- [Given text]:
CAIRO (Reuters) - Egypt’s army-backed authorities have decided to annul the Muslim Brotherhood’s non-governmental organization, an official said on Friday, widening a drive to neutralize the movement behind deposed Islamist president Mohamed Mursi.
The move applies to the non-governmental organization registered by the Brotherhood in March, and stems from accusations that it used its premises to store weapons and explosives. The decision has yet to be formally announced, the official said..
The army-backed government is waging the toughest crackdown in decades on the Islamist group, which says it has a million members. Security forces have killed hundreds of its supporters and rounded up thousands more since Mursi was deposed by the army on July 3 after mass protests against him.
Although short of a ban, dissolving the NGO will strip the Brotherhood of a defense against challenges to its legality. Egypt’s then army rulers formally dissolved the Brotherhood in 1954.
Social Solidarity Minister Ahmed el-Boraie has now decided to dissolve the Brotherhood’s NGO, ministry spokesman Hany Mahana said. The move will be announced once the minister returned from an overseas trip.
“Dr. el-Boraie has decided to dissolve the organization. The decree has not been issued yet,” he said.
The General Federation of NGOs wrote to the ministry on Thursday consenting to the dissolution of the Brotherhood NGO after its leaders missed a deadline to answer the accusations.
These relate to violence that erupted after Mursi was deposed, when armed men were seen firing on protesters outside the Brotherhood’s headquarters in Cairo. The government has accused the Brotherhood of mounting a campaign of violence - a charge the group decries as an excuse for the crackdown.
“They were notified three consecutive times and none of them attended and so, according to the law, the minister of social solidarity can dissolve the NGO,” Mahana said. “The decision is effective with the end of the legal time frame, so the decision is taken and what remains is writing the legal memorandum.”
The Brotherhood won parliamentary and presidential elections after veteran autocrat Hosni Mubarak was overthrown in 2011. There has so far been no attempt to ban its political wing, the Freedom and Justice Party.
Though formally outlawed under Mubarak, the Brotherhood was grudgingly tolerated for much of his presidency, taking part in parliamentary elections and operating a charity network that helped to it to become Egypt’s biggest political party.

- [Dataset extract]:
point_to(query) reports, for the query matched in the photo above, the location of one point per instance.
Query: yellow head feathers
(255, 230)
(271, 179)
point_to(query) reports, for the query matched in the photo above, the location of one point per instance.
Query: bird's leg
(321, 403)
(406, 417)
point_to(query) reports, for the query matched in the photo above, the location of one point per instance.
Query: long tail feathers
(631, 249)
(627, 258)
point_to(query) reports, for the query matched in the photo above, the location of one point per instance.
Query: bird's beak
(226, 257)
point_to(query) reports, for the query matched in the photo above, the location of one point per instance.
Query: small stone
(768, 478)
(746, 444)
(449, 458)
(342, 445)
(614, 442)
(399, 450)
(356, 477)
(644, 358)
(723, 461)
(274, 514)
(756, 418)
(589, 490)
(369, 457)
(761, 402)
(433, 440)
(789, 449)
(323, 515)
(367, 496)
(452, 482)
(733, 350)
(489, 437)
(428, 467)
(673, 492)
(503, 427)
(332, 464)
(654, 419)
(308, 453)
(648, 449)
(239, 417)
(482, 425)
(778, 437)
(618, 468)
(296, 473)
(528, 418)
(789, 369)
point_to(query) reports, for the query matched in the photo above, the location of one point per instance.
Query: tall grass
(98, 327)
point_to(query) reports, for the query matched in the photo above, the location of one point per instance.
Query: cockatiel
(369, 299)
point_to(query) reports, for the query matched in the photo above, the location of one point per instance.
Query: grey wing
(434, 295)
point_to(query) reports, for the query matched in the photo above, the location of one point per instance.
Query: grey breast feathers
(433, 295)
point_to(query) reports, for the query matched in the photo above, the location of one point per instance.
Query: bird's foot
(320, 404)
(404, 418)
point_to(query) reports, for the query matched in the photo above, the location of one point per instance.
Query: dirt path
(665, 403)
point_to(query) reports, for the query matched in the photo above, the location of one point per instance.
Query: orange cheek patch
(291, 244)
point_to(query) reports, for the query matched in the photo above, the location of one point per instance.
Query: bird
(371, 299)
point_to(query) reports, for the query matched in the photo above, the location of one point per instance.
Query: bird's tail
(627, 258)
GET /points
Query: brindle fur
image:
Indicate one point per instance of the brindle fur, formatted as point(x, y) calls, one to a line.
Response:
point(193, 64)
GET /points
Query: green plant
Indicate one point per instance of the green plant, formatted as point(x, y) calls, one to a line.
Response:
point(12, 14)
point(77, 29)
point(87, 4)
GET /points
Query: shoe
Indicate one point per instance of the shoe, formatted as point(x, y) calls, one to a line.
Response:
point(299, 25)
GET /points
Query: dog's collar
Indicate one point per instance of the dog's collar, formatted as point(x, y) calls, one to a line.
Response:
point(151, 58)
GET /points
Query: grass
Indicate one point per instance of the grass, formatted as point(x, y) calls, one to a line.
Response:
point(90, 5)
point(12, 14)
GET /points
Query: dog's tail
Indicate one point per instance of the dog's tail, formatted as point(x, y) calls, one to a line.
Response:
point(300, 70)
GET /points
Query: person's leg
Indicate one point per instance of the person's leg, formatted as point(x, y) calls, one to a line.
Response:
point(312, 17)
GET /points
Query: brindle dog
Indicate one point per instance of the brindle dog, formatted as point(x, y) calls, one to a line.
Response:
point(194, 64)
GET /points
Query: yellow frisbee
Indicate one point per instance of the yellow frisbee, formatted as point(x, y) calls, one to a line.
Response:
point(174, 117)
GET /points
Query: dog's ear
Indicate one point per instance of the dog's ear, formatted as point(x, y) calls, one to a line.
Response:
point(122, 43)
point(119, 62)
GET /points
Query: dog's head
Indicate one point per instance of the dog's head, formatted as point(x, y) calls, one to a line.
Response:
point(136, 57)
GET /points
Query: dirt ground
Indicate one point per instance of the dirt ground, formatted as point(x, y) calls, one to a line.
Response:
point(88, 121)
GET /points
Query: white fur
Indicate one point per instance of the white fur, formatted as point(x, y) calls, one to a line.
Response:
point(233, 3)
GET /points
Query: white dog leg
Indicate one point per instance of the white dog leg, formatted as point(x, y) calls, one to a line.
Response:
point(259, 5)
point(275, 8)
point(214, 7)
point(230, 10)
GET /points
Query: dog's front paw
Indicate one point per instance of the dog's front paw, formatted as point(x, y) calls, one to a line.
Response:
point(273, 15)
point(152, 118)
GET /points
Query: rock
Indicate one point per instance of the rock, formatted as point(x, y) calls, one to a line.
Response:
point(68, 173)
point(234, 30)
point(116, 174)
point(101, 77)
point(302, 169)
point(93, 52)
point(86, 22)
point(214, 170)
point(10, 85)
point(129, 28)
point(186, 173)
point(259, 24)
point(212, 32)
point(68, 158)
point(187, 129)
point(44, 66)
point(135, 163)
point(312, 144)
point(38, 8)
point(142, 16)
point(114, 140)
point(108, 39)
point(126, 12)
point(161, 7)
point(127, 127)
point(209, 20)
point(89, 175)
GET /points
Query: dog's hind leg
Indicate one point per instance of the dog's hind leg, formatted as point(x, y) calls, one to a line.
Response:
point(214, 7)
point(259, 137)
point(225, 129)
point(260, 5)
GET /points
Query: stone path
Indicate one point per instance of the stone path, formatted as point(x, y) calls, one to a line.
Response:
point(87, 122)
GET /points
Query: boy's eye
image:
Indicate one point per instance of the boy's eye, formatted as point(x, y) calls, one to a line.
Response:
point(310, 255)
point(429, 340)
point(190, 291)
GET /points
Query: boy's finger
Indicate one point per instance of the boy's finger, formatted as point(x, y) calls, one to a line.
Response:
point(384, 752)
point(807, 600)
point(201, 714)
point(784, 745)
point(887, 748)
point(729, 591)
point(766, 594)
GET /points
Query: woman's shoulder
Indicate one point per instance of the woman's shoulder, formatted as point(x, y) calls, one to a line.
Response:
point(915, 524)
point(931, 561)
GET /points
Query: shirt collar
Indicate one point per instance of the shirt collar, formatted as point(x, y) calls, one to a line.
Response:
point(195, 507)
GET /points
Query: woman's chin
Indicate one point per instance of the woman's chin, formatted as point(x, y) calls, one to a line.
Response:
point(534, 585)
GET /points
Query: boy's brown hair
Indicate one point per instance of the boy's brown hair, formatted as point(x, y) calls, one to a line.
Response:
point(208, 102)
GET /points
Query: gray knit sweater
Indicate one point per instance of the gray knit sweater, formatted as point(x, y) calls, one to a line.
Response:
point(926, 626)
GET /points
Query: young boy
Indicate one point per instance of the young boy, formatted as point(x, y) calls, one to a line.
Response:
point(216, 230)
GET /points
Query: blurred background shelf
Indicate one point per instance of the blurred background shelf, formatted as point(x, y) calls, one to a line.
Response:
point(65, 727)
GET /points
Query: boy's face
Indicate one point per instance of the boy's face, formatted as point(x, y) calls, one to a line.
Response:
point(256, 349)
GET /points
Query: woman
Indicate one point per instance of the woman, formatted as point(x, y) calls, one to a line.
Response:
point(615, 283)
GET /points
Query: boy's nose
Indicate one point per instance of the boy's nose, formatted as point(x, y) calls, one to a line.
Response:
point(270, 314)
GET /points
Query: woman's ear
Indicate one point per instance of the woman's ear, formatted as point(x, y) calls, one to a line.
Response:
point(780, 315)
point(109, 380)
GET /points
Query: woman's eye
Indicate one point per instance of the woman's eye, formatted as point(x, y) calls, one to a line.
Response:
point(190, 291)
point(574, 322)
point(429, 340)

- [Problems to work on]:
• A. According to the article, in what year did Egypt's then army rulers formally dissolve the Brotherhood?
• B. Output everything in the article from "CAIRO (Reuters) - Egypt’s" down to "president Mohamed Mursi.".
• C. Using the article, decide whether each statement below agrees with it, answering yes or no and quoting the deciding words. (i) The Brotherhood registered its non-governmental organization in March. (ii) The authorities have banned the Freedom and Justice Party. (iii) The General Federation of NGOs wrote to the ministry on Thursday.

- [Outputs in order]:
• A. 1954

• B.
CAIRO (Reuters) - Egypt’s army-backed authorities have decided to annul the Muslim Brotherhood’s non-governmental organization, an official said on Friday, widening a drive to neutralize the movement behind deposed Islamist president Mohamed Mursi.

• C.
(i) Yes: "The move applies to the non-governmental organization registered by the Brotherhood in March"
(ii) No: "There has so far been no attempt to ban its political wing, the Freedom and Justice Party."
(iii) Yes: "The General Federation of NGOs wrote to the ministry on Thursday consenting to the dissolution of the Brotherhood NGO"